» Your instructions: Identify each line in the rows below that contains the string "cushion" and copy every such line. Case counts.

» Source records:
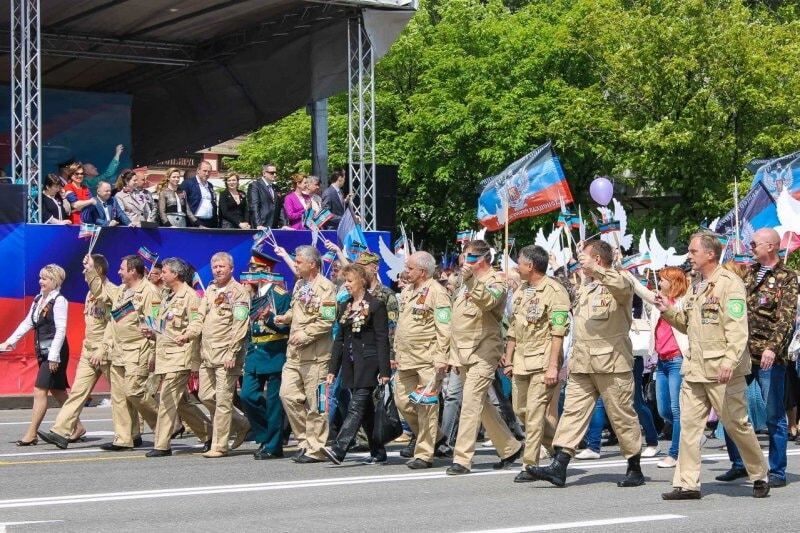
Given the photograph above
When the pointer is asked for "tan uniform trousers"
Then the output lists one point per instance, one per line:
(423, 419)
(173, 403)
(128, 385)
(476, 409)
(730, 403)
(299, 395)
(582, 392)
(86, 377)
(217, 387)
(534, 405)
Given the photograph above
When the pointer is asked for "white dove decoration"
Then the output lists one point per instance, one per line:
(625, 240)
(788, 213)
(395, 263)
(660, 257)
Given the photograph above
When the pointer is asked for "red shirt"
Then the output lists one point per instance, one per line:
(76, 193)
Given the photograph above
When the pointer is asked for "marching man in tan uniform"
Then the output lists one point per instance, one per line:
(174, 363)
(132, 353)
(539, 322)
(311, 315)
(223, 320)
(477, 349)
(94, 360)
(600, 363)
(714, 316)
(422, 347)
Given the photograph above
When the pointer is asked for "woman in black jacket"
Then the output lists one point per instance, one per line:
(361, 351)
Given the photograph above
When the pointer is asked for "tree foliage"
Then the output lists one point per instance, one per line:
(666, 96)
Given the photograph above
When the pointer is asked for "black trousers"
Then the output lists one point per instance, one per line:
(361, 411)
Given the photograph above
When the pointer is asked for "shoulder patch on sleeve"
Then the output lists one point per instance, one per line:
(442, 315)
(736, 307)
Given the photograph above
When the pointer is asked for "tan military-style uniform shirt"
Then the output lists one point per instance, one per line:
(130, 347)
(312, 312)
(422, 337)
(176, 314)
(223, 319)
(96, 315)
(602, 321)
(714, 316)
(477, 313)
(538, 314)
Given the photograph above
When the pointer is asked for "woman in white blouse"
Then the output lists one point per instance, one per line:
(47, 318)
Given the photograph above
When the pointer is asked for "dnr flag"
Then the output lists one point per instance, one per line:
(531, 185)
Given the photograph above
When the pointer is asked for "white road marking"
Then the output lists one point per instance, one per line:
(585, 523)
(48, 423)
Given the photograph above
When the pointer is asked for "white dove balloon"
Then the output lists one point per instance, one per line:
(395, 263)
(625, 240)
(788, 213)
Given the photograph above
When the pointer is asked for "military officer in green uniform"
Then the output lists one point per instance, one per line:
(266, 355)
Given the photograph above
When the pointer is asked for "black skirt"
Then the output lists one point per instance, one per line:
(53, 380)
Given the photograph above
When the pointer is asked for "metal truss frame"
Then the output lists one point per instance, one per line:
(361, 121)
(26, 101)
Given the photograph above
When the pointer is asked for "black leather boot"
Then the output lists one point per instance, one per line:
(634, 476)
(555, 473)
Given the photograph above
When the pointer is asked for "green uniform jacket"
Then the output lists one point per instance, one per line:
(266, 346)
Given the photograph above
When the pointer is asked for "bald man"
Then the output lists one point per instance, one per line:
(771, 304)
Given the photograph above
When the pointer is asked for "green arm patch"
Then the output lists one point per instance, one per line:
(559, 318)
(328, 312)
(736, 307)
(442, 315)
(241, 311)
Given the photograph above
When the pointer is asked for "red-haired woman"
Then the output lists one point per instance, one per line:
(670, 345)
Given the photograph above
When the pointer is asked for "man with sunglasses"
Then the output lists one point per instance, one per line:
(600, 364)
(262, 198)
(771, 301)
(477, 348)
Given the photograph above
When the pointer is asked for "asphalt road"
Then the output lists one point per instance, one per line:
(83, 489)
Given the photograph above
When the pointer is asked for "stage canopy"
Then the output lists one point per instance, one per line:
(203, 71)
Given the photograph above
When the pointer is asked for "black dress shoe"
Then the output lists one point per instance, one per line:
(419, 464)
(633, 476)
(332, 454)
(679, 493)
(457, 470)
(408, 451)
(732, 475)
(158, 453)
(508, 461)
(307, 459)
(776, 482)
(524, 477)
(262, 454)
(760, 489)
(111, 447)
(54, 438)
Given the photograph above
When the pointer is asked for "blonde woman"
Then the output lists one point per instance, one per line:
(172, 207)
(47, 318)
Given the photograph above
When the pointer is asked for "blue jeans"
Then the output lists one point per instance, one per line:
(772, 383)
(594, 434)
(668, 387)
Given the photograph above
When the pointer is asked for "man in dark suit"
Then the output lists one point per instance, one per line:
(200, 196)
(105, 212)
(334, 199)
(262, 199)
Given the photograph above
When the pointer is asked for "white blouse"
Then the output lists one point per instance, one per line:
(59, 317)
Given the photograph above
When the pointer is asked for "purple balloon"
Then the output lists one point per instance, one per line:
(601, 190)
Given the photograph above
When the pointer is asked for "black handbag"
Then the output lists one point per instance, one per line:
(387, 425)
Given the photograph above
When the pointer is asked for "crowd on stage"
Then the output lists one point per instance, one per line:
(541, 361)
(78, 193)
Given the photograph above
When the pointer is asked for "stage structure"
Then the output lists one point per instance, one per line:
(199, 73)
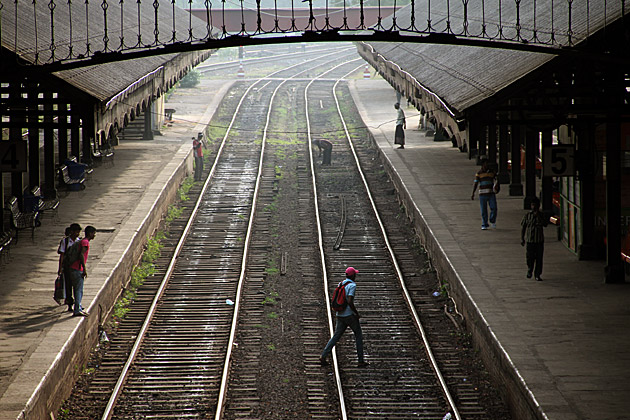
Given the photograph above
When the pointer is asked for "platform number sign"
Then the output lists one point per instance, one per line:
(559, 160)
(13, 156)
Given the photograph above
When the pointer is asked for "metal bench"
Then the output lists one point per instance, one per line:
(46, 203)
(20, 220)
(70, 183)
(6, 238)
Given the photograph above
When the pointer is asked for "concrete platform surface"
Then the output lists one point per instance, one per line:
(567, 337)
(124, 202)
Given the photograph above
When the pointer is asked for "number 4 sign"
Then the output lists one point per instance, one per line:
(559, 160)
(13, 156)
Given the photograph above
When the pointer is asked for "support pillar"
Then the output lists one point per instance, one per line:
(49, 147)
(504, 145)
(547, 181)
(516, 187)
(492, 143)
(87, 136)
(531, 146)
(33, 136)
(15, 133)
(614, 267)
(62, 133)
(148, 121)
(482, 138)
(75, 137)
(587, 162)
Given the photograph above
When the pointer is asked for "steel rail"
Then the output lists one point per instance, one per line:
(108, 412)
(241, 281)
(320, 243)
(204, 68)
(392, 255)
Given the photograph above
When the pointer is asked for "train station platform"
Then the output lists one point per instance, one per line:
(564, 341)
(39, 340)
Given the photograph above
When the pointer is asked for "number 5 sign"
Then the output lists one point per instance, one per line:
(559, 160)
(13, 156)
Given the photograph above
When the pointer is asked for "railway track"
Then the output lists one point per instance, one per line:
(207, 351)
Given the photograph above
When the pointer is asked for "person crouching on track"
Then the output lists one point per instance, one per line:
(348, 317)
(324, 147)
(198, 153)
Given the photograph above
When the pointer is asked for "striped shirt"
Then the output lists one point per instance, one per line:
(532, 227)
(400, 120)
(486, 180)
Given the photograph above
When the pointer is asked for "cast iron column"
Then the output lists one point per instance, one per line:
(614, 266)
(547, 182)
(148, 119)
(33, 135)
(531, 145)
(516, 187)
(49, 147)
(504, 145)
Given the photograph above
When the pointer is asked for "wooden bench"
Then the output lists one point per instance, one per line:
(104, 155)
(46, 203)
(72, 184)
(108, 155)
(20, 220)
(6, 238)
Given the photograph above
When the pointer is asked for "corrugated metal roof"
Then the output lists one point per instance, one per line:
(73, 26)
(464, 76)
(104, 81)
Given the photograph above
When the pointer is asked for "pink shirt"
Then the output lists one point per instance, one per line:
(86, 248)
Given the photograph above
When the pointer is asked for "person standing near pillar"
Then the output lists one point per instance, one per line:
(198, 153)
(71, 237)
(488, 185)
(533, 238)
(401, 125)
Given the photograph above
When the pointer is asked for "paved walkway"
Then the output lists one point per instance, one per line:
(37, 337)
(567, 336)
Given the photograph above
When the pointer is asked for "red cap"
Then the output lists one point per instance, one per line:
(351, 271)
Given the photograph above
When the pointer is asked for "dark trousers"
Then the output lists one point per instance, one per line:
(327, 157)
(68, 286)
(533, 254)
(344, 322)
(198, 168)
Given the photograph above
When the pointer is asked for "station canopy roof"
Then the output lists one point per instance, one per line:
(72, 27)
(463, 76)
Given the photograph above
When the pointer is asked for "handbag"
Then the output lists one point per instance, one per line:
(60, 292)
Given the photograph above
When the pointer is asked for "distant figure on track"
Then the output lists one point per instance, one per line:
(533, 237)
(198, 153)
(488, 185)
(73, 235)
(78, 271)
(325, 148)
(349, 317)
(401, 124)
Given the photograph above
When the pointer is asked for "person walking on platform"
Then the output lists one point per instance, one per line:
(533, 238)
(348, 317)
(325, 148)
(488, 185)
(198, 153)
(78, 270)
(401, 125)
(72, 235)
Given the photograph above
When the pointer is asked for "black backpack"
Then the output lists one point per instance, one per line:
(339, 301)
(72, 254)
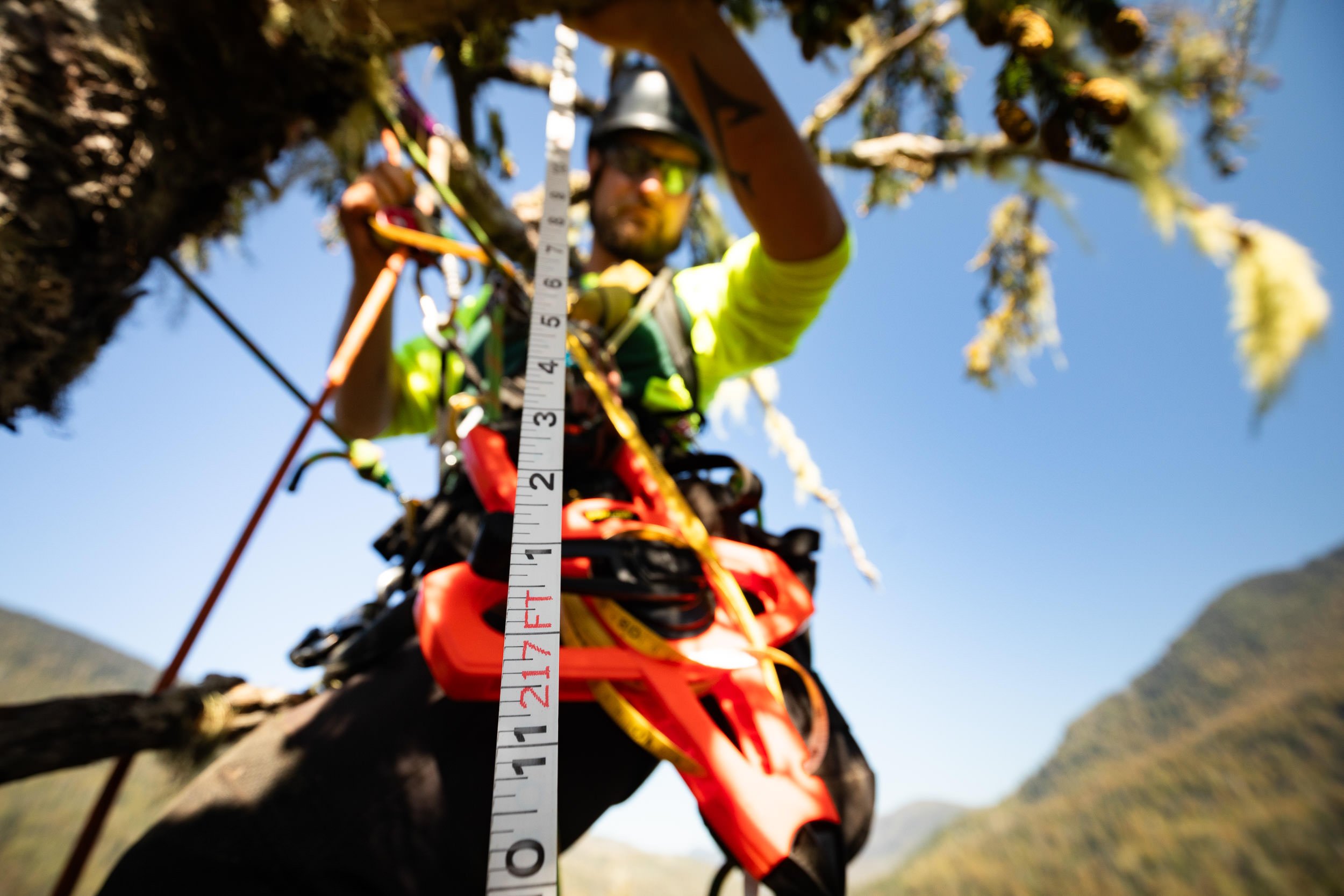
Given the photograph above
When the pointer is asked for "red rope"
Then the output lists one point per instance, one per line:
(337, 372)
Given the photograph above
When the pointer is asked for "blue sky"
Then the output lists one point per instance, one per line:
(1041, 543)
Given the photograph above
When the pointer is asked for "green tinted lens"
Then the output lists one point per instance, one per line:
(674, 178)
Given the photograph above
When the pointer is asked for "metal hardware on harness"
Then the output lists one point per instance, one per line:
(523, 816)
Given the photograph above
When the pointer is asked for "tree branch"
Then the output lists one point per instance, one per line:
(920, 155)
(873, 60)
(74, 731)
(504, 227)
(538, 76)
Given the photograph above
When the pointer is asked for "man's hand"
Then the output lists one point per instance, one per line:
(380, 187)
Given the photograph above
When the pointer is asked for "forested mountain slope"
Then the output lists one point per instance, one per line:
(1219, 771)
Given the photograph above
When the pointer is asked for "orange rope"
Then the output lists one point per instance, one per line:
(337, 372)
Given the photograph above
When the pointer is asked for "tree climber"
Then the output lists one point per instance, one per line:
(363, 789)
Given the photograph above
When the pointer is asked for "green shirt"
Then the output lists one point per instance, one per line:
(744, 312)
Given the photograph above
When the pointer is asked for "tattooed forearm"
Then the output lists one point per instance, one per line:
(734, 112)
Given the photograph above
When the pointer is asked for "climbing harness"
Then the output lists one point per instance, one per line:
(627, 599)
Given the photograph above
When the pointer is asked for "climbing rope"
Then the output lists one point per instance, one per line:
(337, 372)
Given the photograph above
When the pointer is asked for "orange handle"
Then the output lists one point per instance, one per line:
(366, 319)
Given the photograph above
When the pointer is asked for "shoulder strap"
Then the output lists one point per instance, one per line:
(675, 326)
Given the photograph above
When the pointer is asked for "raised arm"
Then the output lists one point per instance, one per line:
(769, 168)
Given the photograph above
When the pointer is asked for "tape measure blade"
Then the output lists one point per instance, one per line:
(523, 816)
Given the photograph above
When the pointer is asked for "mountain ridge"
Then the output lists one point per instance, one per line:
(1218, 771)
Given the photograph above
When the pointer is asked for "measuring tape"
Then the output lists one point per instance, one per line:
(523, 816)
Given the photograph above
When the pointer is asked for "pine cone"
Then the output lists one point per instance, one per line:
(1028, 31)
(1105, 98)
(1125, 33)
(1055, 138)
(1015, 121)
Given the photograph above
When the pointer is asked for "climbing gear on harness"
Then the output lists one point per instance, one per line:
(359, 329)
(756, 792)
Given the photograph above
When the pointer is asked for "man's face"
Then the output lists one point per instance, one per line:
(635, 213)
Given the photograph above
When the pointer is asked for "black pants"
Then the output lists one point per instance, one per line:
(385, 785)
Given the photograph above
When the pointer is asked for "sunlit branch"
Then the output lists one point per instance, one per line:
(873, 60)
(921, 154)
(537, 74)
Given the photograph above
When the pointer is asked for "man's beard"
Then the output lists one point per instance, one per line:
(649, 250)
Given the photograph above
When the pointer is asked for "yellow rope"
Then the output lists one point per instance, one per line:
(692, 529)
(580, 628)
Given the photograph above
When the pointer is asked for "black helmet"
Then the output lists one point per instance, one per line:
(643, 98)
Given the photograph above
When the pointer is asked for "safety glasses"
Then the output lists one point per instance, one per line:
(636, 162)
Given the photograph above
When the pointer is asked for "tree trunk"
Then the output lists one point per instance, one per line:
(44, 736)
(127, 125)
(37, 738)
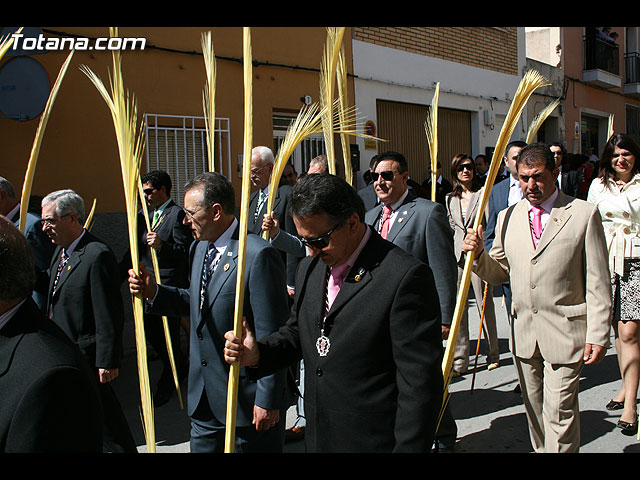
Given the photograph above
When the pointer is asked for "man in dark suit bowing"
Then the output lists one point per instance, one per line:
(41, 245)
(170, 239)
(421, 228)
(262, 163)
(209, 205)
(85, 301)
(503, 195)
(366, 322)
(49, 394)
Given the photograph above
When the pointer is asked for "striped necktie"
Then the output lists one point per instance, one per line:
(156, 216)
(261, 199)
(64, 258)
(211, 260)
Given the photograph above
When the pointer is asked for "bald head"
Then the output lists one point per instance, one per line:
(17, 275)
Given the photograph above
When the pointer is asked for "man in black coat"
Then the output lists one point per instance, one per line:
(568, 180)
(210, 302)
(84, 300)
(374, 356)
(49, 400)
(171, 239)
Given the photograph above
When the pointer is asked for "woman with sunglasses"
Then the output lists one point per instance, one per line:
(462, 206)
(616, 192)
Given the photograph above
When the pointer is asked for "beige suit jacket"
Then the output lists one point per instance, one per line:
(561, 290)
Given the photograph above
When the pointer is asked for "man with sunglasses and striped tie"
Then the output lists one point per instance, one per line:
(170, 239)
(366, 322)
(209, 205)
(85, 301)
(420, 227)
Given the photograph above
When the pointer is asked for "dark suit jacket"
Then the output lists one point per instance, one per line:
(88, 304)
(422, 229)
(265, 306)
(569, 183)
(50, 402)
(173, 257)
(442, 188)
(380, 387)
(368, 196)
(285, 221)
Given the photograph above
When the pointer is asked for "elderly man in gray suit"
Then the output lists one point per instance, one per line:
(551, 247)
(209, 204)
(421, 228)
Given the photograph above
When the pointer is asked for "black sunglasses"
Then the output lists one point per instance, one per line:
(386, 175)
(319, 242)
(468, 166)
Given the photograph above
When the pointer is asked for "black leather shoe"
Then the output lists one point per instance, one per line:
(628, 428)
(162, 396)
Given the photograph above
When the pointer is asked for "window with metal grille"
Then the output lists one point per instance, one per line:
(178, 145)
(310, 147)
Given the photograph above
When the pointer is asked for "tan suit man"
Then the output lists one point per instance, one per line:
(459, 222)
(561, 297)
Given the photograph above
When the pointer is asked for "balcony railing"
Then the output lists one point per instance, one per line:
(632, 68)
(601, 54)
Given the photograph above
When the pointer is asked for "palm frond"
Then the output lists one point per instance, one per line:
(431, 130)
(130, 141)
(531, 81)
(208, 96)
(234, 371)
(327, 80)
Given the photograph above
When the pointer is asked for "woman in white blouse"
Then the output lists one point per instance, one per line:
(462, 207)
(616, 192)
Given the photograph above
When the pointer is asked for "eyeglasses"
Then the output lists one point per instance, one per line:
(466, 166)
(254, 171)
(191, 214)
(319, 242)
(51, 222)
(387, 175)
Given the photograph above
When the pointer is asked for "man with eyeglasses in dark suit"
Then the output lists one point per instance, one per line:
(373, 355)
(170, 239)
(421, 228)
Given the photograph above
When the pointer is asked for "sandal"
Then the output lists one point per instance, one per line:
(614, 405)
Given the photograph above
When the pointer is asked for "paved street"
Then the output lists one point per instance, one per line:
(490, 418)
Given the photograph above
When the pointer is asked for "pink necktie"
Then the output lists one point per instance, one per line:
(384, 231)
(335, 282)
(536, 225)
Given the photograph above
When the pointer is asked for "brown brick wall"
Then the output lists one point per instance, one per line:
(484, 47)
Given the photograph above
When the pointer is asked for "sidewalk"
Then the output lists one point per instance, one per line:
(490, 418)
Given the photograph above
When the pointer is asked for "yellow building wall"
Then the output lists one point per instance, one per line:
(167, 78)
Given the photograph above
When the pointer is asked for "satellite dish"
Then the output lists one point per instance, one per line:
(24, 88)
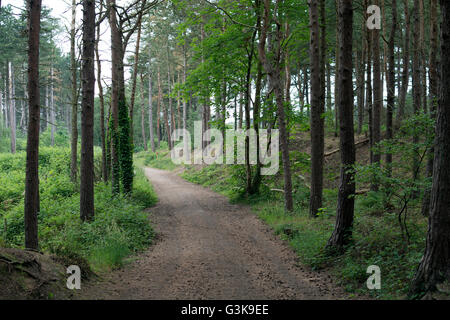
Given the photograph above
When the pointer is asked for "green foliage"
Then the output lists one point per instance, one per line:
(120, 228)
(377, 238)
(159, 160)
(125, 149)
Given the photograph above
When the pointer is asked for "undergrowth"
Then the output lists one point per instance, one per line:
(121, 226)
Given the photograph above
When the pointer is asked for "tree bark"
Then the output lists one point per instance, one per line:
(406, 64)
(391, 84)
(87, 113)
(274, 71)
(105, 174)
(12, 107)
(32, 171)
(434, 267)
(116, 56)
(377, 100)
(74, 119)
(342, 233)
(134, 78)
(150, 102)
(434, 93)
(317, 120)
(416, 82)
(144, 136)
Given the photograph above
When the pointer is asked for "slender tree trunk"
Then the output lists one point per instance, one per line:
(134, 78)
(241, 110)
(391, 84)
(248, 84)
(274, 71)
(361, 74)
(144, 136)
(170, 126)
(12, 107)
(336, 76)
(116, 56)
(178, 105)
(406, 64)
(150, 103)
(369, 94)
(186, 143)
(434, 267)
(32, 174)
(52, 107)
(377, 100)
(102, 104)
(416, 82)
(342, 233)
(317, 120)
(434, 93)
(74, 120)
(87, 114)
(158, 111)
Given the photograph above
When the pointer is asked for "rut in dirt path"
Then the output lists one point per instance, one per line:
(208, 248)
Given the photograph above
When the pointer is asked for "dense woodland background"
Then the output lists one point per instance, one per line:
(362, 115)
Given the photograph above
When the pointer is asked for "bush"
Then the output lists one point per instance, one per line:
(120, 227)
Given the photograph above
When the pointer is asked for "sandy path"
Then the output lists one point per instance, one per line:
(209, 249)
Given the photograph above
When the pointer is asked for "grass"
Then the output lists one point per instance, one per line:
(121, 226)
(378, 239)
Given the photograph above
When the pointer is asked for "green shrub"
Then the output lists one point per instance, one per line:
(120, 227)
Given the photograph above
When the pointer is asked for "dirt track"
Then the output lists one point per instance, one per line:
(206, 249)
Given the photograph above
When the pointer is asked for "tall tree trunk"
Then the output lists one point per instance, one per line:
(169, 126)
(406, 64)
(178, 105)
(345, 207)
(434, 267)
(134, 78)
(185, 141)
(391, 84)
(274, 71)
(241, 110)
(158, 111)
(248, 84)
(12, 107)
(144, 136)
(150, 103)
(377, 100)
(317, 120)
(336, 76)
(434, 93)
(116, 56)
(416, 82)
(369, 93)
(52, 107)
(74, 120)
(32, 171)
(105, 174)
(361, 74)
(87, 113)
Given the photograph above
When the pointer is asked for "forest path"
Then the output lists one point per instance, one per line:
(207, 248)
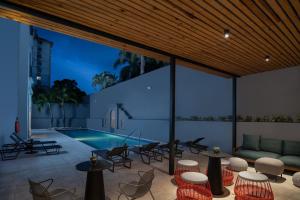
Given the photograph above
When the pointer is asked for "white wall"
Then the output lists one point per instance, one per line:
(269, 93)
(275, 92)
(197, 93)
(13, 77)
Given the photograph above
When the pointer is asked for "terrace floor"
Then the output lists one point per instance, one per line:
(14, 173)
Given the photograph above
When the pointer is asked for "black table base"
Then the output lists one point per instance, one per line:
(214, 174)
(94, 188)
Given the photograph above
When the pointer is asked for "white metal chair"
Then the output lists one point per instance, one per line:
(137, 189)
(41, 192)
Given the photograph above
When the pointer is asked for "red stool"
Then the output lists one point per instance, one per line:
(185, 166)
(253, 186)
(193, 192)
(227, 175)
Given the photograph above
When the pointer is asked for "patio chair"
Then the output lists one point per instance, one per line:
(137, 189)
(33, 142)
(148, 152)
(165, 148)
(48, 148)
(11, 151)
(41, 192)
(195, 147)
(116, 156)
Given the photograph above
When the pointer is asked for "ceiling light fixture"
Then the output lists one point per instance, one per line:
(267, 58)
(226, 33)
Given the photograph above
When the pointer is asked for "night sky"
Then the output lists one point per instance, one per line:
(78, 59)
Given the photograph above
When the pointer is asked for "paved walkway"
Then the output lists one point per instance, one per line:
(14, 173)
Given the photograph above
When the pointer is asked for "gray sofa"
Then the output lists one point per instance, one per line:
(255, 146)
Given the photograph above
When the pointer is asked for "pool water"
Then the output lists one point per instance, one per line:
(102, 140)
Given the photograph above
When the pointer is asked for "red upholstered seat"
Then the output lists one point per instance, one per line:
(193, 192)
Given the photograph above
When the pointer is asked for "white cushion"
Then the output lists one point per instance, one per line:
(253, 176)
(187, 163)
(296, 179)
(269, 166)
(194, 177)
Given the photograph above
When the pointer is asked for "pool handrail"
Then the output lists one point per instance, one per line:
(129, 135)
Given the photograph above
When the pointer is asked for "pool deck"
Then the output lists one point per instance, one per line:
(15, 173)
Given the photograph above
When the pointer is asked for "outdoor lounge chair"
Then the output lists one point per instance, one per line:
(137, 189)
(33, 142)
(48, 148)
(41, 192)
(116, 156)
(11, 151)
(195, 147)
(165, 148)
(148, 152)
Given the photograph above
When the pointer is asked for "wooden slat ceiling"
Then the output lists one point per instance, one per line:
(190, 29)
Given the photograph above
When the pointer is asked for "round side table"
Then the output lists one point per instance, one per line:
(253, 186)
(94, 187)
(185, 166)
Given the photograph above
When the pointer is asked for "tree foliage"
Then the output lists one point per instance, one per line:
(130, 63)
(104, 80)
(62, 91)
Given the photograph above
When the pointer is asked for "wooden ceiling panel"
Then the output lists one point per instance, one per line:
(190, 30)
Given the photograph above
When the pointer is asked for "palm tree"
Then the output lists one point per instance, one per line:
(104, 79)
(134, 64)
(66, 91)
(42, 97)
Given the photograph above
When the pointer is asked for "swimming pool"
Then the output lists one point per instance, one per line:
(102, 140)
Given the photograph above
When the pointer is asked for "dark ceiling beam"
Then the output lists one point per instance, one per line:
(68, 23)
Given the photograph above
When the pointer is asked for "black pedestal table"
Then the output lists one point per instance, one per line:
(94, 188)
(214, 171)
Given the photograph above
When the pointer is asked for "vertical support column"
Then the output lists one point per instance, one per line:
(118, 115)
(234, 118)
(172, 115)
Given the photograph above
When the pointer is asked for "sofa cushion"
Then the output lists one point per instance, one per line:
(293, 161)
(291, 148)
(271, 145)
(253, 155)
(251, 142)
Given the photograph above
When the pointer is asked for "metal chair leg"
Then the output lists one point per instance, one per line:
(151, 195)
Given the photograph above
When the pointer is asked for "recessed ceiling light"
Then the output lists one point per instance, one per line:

» Result:
When the pointer is asked for "white cushion"
When the pointer is asked for "sofa cushion"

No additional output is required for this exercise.